### Short exercise 1
Show every line of the rows below that contains the word "running".

Ask anyone how things are going, and more often than not you’ll get the same harried response, “things are busy!”

Today’s culture, both in the workplace and in personal life, has created the idea that being busy is the same as being important. Many people wear their busyness as a badge of honour, as though it somehow shows just how much they are contributing in their role.

Unfortunately, the response “I’m busy” actually demonstrates the exact opposite. It tells people that you lack strategic focus, or that you are unable to prioritize your time effectively. It shuts down opportunities for meaningful conversation, and it perpetuates an environment where lots of tasks are being completed, but nothing is actually being done.

As an effective leader, it’s time to remove this response from your vocabulary. You’re better than that. You’re focused, creative, strategic, and you emphasize outcomes, not problems. But as soon as you say you’re busy, you discredit yourself and lose the opportunity to demonstrate your capabilities.

The problem with being busy.

Busy leaders are reactive. They zero in on the tasks that are directly in front of them instead of taking the time to consider whether these tasks are truly moving the organization in the right direction.

Instead, you need to consider the strategic importance of what you are working on. This lets you focus on outcomes, and gives you a way to evaluate whether or not you’re taking the steps required to achieve these outcomes.

Of course, focusing on outcomes isn’t easy, especially if you’re frantically jumping from task to task. It requires careful and thoughtful consideration each time you’re faced with a decision.

Imagine you’ve just been invited to a last minute meeting. Unfocused leaders think “I don’t have time for this! I can’t take another meeting.” But this is problem based thinking, and it doesn’t do anything to advance your organization. Instead, ask yourself “Does this meeting move us closer to our desired outcomes?” If yes, then take the meeting enthusiastically! If not, you can remain focused on the initiatives that are a more valuable use of your time.

### Short exercise 2
Retype the piece on being busy from "As an effective" up to and including "demonstrate your capabilities.".

### Supplied data
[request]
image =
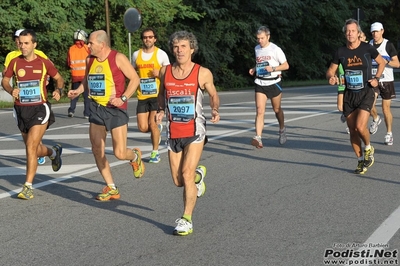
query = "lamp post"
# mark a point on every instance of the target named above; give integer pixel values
(107, 19)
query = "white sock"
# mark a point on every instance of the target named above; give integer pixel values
(53, 155)
(112, 186)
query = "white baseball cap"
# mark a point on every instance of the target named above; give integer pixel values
(18, 32)
(377, 26)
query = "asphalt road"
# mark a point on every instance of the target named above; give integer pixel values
(281, 205)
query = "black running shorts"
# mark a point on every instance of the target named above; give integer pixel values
(358, 99)
(109, 117)
(29, 116)
(148, 105)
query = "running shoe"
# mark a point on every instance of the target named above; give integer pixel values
(361, 169)
(256, 142)
(41, 160)
(369, 157)
(138, 165)
(388, 139)
(155, 157)
(201, 186)
(160, 127)
(56, 162)
(342, 118)
(373, 128)
(282, 136)
(26, 193)
(183, 228)
(108, 194)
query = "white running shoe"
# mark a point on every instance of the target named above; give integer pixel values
(282, 136)
(256, 142)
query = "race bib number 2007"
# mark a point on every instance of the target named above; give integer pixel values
(29, 91)
(181, 108)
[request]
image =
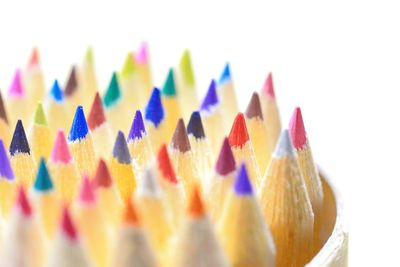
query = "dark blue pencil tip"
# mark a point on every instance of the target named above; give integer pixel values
(242, 184)
(154, 110)
(19, 142)
(79, 128)
(121, 151)
(211, 98)
(56, 92)
(6, 171)
(137, 128)
(226, 75)
(195, 126)
(43, 181)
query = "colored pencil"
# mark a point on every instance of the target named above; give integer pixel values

### Expected output 1
query = "black running shorts"
query = "running shoe"
query = "white running shoe"

### Expected output 2
As an effective leader, it’s time to remove this response from your vocabulary. You’re better than that. You’re focused, creative, strategic, and you emphasize outcomes, not problems. But as soon as you say you’re busy, you discredit yourself and lose the opportunity to demonstrate your capabilities.